What to do: Can you present the items below as a Markdown table with the columns "Number" and "Line", starting at the line containing "Highlight the stacked" and continuing through the line containing "[184,196,202,211]"? Skip any blank lines.

Excerpted data:
* * * * *
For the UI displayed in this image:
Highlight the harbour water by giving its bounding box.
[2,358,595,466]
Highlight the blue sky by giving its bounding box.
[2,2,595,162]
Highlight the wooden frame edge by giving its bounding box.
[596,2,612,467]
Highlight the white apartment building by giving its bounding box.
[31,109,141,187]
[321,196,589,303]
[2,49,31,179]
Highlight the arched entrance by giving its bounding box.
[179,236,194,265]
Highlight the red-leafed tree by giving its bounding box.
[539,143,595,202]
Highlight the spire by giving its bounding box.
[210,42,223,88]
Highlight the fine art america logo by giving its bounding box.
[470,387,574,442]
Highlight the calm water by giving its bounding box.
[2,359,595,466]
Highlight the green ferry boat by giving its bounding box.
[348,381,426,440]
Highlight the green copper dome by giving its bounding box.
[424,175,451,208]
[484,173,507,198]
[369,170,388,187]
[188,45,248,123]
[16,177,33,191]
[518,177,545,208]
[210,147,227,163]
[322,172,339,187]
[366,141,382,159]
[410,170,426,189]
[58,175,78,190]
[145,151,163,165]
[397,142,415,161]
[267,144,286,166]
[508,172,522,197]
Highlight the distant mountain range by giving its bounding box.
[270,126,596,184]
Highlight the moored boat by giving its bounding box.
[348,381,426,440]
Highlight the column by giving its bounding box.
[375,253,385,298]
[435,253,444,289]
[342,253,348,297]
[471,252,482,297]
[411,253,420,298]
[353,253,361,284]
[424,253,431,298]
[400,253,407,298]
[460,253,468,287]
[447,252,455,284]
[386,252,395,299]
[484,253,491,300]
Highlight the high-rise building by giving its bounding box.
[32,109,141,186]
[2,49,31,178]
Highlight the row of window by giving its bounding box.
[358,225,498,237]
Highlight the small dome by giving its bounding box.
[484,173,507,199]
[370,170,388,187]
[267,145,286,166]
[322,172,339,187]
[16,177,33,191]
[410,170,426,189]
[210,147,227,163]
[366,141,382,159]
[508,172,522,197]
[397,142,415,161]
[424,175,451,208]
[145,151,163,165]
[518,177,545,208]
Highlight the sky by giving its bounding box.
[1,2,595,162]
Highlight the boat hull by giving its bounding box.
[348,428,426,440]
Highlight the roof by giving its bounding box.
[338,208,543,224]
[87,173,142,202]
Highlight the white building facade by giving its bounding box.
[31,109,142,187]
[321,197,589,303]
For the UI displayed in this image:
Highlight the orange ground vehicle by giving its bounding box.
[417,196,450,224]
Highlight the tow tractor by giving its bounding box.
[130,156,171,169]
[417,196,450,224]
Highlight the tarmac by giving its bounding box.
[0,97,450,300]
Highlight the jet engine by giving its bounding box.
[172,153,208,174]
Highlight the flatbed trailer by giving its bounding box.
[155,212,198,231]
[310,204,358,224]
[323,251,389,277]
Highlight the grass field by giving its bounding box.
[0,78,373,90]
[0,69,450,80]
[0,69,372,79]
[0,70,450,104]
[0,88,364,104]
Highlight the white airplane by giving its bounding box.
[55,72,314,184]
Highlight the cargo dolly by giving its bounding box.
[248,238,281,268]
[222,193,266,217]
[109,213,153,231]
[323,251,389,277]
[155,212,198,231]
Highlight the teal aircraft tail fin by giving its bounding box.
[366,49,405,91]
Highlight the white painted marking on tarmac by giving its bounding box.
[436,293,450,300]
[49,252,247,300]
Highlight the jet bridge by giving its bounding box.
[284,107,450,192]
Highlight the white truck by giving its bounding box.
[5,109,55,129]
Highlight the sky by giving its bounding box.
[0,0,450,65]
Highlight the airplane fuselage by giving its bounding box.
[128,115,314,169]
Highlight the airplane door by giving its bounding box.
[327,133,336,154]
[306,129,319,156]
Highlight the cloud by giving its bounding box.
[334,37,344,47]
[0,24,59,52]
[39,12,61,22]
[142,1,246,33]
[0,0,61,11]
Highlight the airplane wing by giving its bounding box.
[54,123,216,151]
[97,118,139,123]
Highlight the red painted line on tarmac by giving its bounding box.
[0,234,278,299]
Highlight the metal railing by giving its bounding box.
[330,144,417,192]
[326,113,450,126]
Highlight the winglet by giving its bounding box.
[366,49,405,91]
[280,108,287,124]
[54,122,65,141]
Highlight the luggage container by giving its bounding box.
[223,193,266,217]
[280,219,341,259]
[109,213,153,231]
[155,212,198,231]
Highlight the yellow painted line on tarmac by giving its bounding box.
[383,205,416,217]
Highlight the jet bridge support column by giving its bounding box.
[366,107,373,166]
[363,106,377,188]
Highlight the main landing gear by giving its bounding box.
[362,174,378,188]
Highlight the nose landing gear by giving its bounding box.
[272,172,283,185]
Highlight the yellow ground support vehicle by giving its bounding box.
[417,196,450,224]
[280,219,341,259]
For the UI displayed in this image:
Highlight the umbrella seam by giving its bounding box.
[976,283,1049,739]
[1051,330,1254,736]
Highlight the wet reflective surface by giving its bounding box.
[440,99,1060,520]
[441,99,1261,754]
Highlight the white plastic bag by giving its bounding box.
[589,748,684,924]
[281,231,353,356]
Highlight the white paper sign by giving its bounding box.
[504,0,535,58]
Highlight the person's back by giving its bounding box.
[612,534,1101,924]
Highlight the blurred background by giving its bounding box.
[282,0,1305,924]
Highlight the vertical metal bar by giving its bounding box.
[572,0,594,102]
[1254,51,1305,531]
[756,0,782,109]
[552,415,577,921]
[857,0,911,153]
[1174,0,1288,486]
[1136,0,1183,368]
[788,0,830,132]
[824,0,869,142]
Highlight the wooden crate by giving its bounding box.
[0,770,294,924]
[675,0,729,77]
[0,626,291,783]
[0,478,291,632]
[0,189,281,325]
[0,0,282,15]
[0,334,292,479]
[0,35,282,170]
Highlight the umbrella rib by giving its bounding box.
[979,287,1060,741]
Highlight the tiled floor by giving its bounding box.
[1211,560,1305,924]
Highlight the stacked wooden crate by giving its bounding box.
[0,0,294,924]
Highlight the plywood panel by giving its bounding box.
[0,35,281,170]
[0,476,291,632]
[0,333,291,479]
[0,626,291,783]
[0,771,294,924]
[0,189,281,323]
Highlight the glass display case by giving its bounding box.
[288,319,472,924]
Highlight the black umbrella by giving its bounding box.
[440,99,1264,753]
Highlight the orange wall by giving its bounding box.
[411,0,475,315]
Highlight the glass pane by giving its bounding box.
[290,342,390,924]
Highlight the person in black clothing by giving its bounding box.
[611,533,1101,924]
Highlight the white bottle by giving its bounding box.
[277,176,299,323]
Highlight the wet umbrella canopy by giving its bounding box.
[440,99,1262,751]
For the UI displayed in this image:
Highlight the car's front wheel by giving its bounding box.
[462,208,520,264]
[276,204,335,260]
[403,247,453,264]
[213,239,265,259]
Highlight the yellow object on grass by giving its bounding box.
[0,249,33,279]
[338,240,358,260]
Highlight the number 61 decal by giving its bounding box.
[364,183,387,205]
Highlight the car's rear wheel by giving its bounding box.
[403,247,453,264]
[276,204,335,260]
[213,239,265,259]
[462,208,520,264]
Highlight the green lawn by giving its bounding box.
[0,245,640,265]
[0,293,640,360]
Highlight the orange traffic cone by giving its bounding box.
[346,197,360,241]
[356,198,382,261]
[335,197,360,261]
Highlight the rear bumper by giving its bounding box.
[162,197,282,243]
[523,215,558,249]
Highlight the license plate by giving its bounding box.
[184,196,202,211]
* * * * *
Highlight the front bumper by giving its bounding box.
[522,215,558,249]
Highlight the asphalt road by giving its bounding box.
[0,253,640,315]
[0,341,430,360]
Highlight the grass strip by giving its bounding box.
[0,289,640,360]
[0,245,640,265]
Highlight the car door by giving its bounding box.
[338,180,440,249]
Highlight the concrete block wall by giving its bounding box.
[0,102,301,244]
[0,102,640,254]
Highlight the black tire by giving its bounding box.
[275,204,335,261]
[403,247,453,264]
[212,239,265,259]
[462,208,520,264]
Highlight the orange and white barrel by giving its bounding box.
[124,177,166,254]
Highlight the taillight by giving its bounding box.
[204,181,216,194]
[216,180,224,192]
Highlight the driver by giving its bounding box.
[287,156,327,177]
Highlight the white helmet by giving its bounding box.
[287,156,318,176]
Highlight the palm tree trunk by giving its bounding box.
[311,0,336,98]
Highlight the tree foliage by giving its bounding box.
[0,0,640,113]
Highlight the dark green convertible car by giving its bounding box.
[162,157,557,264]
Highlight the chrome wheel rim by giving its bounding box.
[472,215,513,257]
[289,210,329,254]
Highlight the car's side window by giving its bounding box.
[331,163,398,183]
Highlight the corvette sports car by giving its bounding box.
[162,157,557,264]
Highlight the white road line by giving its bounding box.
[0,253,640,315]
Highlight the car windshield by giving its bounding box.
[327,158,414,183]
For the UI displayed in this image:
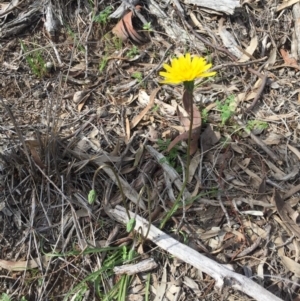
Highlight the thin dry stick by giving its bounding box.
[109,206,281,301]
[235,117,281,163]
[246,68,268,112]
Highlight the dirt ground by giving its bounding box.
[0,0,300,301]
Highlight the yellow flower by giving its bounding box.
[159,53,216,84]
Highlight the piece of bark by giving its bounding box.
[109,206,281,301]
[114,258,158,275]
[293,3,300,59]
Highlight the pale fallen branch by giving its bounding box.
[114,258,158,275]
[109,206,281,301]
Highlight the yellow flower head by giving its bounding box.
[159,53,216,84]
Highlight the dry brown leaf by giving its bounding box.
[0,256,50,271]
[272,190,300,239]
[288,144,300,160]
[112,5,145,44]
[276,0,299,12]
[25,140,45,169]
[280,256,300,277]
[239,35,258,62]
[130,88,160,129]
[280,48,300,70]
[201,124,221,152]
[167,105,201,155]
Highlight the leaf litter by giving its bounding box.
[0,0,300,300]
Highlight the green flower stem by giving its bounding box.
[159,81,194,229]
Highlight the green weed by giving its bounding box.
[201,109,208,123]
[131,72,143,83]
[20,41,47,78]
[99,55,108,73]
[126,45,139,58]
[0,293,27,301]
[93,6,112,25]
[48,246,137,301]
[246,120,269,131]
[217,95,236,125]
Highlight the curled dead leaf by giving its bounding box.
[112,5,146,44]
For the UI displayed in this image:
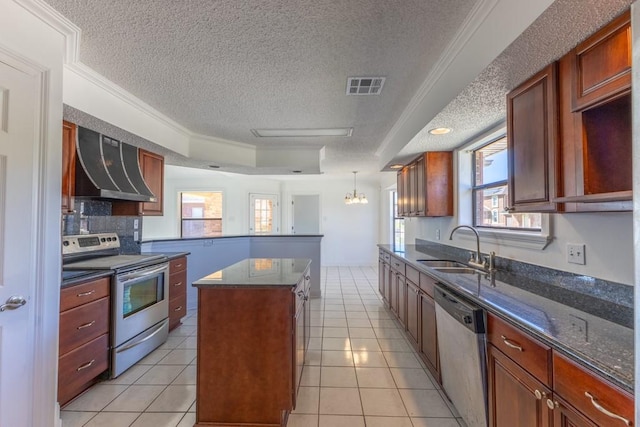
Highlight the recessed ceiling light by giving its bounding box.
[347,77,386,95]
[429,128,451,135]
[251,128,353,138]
* * * * *
Result of the task:
| Number | Line |
|---|---|
| 1 | Highlight the stacked wooden crate by giving its bounding box. |
| 2 | [0,0,294,924] |
| 3 | Highlight the plywood panel by giving its bounding box. |
| 4 | [0,35,281,170] |
| 5 | [0,476,291,632] |
| 6 | [0,333,291,479] |
| 7 | [0,626,291,783] |
| 8 | [0,771,294,924] |
| 9 | [0,189,281,323] |
| 10 | Highlight the glass display case by giving its bounding box. |
| 11 | [288,319,472,924] |
| 12 | Highlight the black umbrella by giving its bounding box. |
| 13 | [440,99,1264,753] |
| 14 | Highlight the orange wall by giving its bounding box. |
| 15 | [411,0,475,315] |
| 16 | Highlight the glass pane by giving its bounding box. |
| 17 | [290,342,390,924] |
| 18 | Highlight the person in black clothing by giving its bounding box. |
| 19 | [611,533,1101,924] |
| 20 | Highlight the white bottle by giving its bounding box. |
| 21 | [277,176,299,323] |
| 22 | Highlight the wet umbrella canopy by giving its bounding box. |
| 23 | [440,99,1262,751] |
| 24 | For the UI displayed in this image: |
| 25 | Highlight the car's front wheel by giving its bounding box. |
| 26 | [462,208,520,264] |
| 27 | [276,204,335,260] |
| 28 | [403,247,453,264] |
| 29 | [213,239,265,259] |
| 30 | Highlight the yellow object on grass by giving its bounding box. |
| 31 | [0,249,33,279] |
| 32 | [338,240,358,260] |
| 33 | Highlight the number 61 decal by giving its bounding box. |
| 34 | [364,183,387,205] |
| 35 | Highlight the car's rear wheel by giving its bounding box. |
| 36 | [403,247,453,264] |
| 37 | [276,204,335,260] |
| 38 | [213,239,265,259] |
| 39 | [462,208,520,264] |
| 40 | Highlight the green lawn by giving its bounding box. |
| 41 | [0,245,640,265] |
| 42 | [0,293,640,360] |
| 43 | Highlight the orange traffic cone by giving its bounding box. |
| 44 | [346,197,360,241] |
| 45 | [356,198,382,261] |
| 46 | [335,197,360,261] |
| 47 | Highlight the rear bumper by giving its bounding box. |
| 48 | [162,197,282,243] |
| 49 | [523,215,558,249] |
| 50 | Highlight the license plate by giving its bounding box. |
| 51 | [184,196,202,211] |